SELECTED EXCERPT —
That applies for doctors, contractors, developers, taxi drivers, just about anything and everything. Those felt percentages had been consistent across 5 countries, 3 continents and 1/2 a century of life
PS: results are corrected for seniority. Even in the apprentice level I could tell who was in each category.
From my 40 years in the field, I see much the same trend. I wouldn’t call 5% of developers “genius”—maybe 1% are true geniuses. Those folks can be an order of magnitude better at certain tasks—doing things no one else can—but only within a limited sphere. They also bring their own baggage, like unique personalities. Still, I believe there’s always room for genius on a big team, even with all the complications.
Typically, upper management wants smooth, steady output. But the better your people are, the bumpier that output gets—and those “one-percenters” can produce some pretty extreme spikes. If you think of it like a graph, the area under the curve (the total productivity) can be way bigger for a spiky output than for a flat, low-level one. So even if those spikes look messy, they often deliver a ton of long-term value.
Being able to set up things and truly understanding how they work are quite different imo.
I agree with the idea that a lot of productive app developers would not be able to set up a new project ex novo but often it is not about particularly true understanding but rather knowing the correct set of magic rules and incantations to make many tools work well together
At my work I've noticed another contributing factor: tools/systems that devs need to interact with at some point, but otherwise provide little perceived value to learn day-to-day.
Example is build system and CI configuration. We absolutely need these but devs don't think they should be expected to deal with them day to day. CI is perceived as a system that should be "set and forget", like yeah we need it but really I have to learn all this just to build the app? Devs expect it to "just work" and if there are complexities then another team (AKA my role) deals with that. As a result, any time devs interact with the system, there's a high motivation to copy from the last working setup and move on with their day to the "real" work.
The best solution I see is meet the devs halfway. Provide them with tooling that is appropriate simple/complex for the task, provide documentation, minimise belief in "magic". Tools like Make kinda fail here because they are too complex and black-box-like.
Same goes for anything "enterprisey". Last time I set up a big project, I made a commitment that "we should be able to check out and build this whole thing, for as long as humanly possible".
The local part is my big problem too. I used azure Dev ops in work. I find clicking through the UI to be a miserable experience, Id love to have it running locally so I could view inputs and outputs on the file system. Also yaml is an awful choice, no one I know enjoys working with it. The white space issues just get worse and worse longer your files get.
Spoken like someone who has not tried what you are describing. There are two moving parts to your response: a locally hosted runner awaits jobs from GitLab itself, which doesn't help running _locally_, and the other part is that -- back when it existed! -- trying $(gitlab-runner exec) was not a full fledged implementation of the GitLab CI concepts, making it the uncanny valley of "run something locally."

WHAT THE EXERCISE ASKS — Restate word for word the part of the developer thread that begins at the words "Typically, upper management" and stops after the words "quite different imo.". The listing that comes next is not needed here.

DATA EXCERPT —

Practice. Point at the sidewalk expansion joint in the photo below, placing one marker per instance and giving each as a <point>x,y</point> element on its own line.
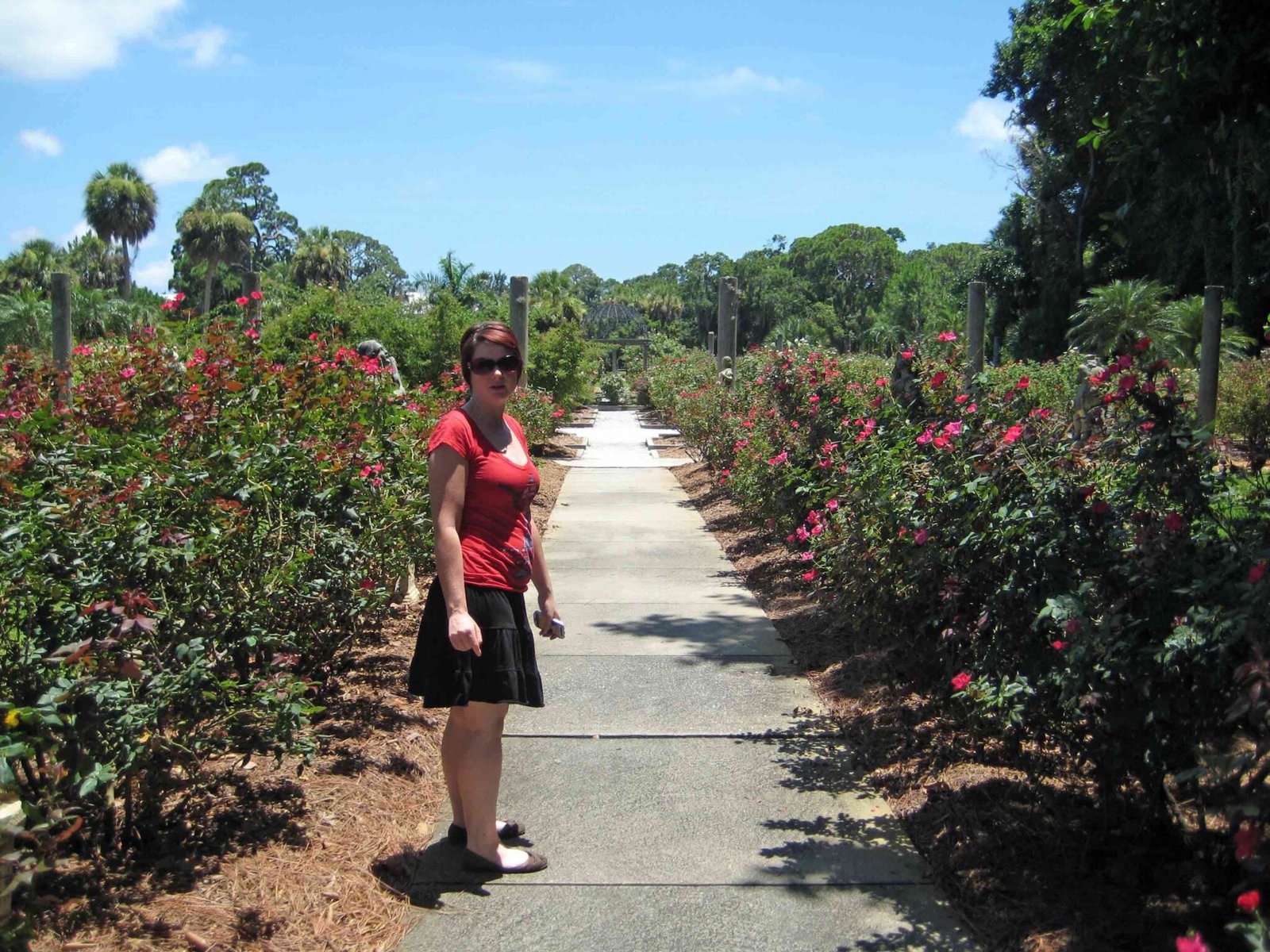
<point>854,885</point>
<point>732,735</point>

ANSWER TO THIS PROBLEM —
Typically, upper management wants smooth, steady output. But the better your people are, the bumpier that output gets—and those “one-percenters” can produce some pretty extreme spikes. If you think of it like a graph, the area under the curve (the total productivity) can be way bigger for a spiky output than for a flat, low-level one. So even if those spikes look messy, they often deliver a ton of long-term value.
Being able to set up things and truly understanding how they work are quite different imo.